== Excerpt ==

Previous studies have been shorter, involved fewer crops


By JOHN O'CONNELL


Capital Press


The Idaho Barley Commission has made a sizable funding commitment toward an eight-year study that should provide the first long-term analysis of how manure affects crops commonly used in southern Idaho rotations.


IBC will award University of Idaho Extension soils specialist Amber Moore $16,000 for each year of the project, which should cost about $90,000 per year to complete.


Moore has also approached the Idaho Dairymen's Association and the state's sugar beet, wheat and potato commissions seeking financial assistance. Her study will address lingering questions among growers about long-term manure use including: optimal manure application rates, the need to supplement with fertilizer, the effects on crop diseases, weeds and insect pressure, improvements in soil organic matter, the potential accumulation of excess levels of copper sulfate and salt and nitrate leaching.


Moore said her past manure studies have been conducted on a much shorter term and focused on more specific issues.


"Some of these changes take four, or five or even six years before you start to see them," Moore said. "My hope is with this research, people will get more faith with using manure as a fertilizer and they'll use it more wisely and effectively. Right now we have a lot of growers who put it on and they don't have a strong sense of what it's going to contribute."


On a 5-acre USDA field in Kimberly, Idaho, Moore will plant control plots that receive no fertilizer, plots that receive traditional fertilizer applications and plots that receive 8, 16 or 24 dry tons of manure applied every year or every other year. Each scenario will be planted in two different crop rotations with wheat, potatoes, barley and sugar beets so data for each crop is available every other year. Ten other USDA Agricultural Research Service and UI scientists will help investigate specific questions.


"My expectation is the overall soil microbial health will improve, and with increased activity of soil microbes, you should have decreased disease pressure," said UI Extension cereals pathologist Juliet Marshall, one of the collaborators.


Moore also hopes to address growers' concerns that excess late-season nitrogen caused by the nutrient's slow release from manure could lead to undesirably high proteins in malting barley or low sugars in sugar beets. Another concern is that manure may spread weed seeds consumed by cattle.


IBC Chairman Dwight Little said manure is abundant from dairies in Magic Valley, and Miller-Coors contracts heavily in that area for malting barley.


"There's been a year or two-year study but never a longtime rotational effect study on manure being used in rotation with barley," Little said. "I think some of the growers are already using it, but they don't know the consequences of long-term use."


Idaho Dairymen's Association executive director Bob Naerebout said his organization will give careful thought to the study before making an eight-year commitment.


Moore said sugar beet growers suggested the study. The Snake River Sugar Beet Research Committee and the Idaho Potato Commission both have meetings scheduled for later this month during which they'll discuss the project.

===

Tasks to perform:
1. According to the article on the manure study, how much will the Idaho Barley Commission award Amber Moore for each year of the project?
2. Extract the passage of the article on the manure study starting at "The Idaho Barley" and ending at "southern Idaho rotations.".
The data that follows has nothing to do with the article on the manure study.

== Given entries ==

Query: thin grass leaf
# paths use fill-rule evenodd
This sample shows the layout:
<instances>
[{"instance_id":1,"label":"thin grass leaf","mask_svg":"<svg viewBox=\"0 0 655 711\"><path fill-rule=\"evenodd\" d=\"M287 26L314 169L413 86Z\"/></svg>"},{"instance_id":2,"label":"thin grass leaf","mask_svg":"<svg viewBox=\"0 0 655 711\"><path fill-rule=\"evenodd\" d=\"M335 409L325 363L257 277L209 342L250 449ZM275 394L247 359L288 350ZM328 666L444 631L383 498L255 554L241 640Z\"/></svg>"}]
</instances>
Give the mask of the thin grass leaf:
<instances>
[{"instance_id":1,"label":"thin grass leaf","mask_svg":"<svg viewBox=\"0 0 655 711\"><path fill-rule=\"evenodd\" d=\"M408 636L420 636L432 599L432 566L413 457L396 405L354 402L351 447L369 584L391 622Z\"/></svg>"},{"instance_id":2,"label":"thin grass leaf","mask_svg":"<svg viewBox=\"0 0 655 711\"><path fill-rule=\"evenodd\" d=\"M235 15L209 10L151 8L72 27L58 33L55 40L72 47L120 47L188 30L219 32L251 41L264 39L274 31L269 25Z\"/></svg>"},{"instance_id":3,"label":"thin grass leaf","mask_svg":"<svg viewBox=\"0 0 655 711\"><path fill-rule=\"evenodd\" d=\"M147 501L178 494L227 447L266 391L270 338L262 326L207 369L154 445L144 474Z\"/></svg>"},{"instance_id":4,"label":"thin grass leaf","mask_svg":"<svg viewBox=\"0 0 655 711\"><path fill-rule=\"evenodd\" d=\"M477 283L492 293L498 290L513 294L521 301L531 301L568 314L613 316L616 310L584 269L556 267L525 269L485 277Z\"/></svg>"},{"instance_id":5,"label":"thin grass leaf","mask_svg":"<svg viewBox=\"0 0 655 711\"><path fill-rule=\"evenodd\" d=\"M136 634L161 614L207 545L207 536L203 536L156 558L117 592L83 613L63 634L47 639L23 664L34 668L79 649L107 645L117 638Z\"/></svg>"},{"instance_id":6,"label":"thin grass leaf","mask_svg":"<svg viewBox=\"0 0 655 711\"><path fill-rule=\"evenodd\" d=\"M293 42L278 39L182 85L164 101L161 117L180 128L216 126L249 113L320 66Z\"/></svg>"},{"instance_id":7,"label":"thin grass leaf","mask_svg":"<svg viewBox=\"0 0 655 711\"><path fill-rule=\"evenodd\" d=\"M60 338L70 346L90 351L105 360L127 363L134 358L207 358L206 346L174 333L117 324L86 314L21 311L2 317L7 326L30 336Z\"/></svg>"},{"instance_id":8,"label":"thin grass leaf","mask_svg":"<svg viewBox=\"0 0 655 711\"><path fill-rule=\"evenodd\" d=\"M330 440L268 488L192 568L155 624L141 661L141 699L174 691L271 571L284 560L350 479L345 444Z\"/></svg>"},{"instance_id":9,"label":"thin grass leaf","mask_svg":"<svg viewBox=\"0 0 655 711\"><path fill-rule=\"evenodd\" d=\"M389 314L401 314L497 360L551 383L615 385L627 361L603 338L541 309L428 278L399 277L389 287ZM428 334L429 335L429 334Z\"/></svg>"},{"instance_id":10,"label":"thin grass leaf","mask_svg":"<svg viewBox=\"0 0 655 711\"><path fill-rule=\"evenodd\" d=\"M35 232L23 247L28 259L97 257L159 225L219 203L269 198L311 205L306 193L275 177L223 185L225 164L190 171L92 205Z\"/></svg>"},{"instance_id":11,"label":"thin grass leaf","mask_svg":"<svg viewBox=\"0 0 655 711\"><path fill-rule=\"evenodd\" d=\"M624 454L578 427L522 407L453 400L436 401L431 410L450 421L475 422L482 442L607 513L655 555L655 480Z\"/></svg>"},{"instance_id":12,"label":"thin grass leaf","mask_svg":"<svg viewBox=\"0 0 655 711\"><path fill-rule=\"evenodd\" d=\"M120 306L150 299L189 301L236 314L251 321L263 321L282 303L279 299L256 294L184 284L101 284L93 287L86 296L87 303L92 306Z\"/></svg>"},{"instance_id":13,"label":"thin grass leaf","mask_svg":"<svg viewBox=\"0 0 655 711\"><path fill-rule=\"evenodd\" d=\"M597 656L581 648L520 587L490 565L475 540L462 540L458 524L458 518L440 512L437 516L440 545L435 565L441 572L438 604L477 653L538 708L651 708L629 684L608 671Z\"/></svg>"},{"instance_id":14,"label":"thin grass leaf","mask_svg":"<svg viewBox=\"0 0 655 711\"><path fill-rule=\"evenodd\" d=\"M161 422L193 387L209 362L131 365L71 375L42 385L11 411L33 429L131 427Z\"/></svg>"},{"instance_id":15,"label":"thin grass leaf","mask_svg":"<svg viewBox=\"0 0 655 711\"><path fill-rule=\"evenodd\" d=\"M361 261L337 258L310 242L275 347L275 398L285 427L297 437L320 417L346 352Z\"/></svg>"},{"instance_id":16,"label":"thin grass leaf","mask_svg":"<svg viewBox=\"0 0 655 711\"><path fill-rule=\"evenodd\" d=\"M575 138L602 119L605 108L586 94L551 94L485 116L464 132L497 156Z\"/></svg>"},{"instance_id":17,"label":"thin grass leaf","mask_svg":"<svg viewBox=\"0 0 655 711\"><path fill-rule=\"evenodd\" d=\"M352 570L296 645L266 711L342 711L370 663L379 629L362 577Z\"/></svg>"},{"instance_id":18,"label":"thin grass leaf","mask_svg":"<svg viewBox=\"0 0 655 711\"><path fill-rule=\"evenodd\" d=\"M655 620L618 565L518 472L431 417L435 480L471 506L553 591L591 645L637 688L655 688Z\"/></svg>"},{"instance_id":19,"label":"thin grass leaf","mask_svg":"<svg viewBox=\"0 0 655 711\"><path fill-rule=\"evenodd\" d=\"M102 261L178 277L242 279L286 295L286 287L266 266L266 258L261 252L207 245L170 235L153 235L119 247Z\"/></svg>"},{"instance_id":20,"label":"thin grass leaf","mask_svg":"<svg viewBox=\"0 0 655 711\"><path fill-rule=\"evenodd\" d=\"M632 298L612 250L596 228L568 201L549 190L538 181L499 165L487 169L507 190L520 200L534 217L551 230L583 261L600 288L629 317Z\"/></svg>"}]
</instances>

===
== Given entries ==

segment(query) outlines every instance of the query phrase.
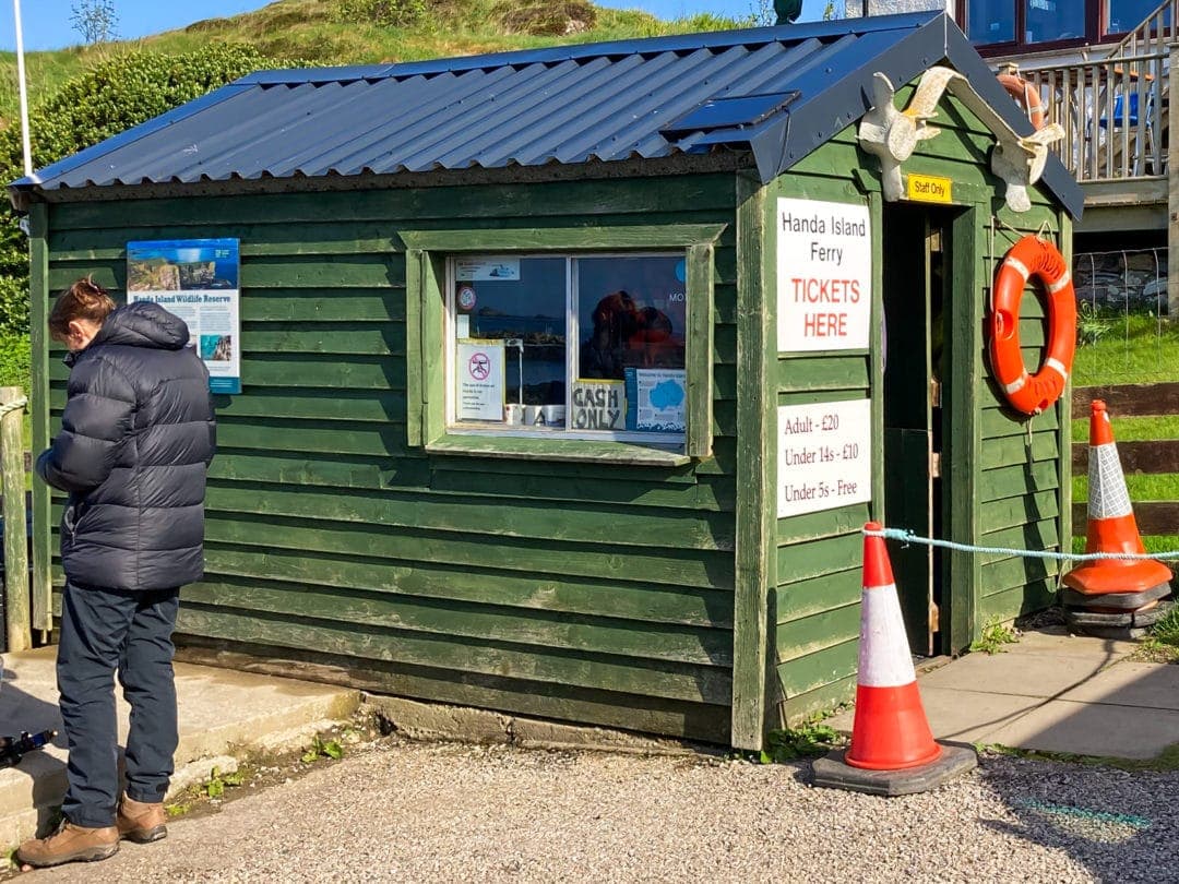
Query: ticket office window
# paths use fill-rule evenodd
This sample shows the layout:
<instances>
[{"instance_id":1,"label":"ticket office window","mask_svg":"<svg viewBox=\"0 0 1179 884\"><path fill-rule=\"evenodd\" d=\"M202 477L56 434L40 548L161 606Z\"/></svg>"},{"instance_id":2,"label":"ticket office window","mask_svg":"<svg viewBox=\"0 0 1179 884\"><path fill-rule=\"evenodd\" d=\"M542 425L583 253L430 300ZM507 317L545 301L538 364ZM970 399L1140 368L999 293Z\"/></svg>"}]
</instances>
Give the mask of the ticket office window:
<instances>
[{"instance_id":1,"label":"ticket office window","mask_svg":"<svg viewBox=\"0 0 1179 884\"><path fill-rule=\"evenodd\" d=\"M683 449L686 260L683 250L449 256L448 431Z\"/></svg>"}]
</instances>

===

Solved tasks:
1. $16,000 per year.

2.
The Idaho Barley Commission has made a sizable funding commitment toward an eight-year study that should provide the first long-term analysis of how manure affects crops commonly used in southern Idaho rotations.